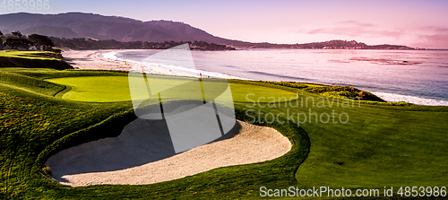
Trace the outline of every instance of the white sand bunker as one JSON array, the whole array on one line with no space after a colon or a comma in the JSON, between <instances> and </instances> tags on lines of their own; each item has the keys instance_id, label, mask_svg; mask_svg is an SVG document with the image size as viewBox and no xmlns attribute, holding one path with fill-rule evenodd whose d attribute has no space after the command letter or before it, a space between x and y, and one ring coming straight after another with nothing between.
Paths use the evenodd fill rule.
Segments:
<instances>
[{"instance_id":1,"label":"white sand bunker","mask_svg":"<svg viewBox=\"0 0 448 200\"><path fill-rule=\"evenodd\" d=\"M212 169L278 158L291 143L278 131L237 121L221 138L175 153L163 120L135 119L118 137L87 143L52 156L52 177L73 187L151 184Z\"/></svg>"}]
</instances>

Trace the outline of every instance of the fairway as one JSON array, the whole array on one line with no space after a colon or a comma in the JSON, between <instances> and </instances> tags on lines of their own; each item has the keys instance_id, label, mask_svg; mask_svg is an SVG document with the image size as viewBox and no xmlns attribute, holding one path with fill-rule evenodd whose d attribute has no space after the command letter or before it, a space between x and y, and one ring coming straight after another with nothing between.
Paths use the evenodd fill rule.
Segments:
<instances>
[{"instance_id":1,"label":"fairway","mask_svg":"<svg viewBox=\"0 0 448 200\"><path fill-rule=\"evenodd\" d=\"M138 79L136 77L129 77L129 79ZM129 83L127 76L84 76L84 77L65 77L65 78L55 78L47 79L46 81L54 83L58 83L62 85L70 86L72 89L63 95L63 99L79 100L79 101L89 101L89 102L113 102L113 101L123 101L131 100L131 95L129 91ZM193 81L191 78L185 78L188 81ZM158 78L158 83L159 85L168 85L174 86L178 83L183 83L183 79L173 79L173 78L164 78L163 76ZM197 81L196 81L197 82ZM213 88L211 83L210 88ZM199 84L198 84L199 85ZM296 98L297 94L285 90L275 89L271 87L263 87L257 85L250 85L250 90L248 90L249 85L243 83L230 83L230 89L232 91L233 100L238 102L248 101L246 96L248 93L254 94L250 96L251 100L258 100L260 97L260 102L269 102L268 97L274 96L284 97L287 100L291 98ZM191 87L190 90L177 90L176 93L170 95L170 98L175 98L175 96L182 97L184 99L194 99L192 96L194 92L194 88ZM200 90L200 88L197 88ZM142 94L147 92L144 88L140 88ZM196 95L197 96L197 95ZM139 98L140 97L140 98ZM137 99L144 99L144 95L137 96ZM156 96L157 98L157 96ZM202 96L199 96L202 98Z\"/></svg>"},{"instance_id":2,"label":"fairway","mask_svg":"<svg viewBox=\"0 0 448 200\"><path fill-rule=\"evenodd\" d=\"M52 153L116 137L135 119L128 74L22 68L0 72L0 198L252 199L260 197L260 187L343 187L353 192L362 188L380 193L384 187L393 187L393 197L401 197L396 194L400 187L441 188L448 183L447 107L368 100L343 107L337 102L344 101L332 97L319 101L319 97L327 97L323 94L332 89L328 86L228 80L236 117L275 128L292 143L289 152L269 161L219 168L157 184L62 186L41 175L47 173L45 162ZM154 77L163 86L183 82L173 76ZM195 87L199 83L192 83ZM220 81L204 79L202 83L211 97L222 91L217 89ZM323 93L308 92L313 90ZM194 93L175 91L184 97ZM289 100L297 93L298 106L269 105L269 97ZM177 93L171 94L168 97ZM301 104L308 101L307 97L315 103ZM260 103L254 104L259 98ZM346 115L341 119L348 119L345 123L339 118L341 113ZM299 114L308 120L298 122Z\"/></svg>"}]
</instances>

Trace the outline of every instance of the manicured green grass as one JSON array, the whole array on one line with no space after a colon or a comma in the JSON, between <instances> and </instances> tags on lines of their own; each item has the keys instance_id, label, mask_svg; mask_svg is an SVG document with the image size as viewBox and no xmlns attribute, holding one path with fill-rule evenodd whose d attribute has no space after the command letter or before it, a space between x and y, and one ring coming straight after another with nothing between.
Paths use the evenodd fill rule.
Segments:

○ ○ ○

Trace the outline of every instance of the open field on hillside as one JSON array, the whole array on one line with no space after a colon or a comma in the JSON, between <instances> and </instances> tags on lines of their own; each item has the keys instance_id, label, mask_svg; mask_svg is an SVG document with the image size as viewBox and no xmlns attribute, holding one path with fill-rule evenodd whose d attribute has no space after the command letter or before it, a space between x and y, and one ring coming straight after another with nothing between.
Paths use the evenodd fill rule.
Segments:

○ ○ ○

### EXERCISE BRIEF
Reproduce every line of the material above that contains the string "sand", treating uppercase and lowercase letters as distinct.

### ANSWER FOR THIS EXERCISE
Trace the outline of every instance of the white sand bunker as one JSON array, the whole array on one line with no space after a colon or a comma in the JSON, between <instances> and </instances> tags on lines of their own; each item has the keys instance_id, label, mask_svg; mask_svg is an SVG document with the image size as viewBox and no xmlns attribute, holding one path with fill-rule evenodd whose d attribute has no space after the command letter or before it, a space between x and y, and one ring coming straight after another with nothing between.
[{"instance_id":1,"label":"white sand bunker","mask_svg":"<svg viewBox=\"0 0 448 200\"><path fill-rule=\"evenodd\" d=\"M212 169L278 158L291 143L278 131L237 121L221 138L175 153L163 120L135 119L118 137L87 143L52 156L52 177L73 187L151 184Z\"/></svg>"}]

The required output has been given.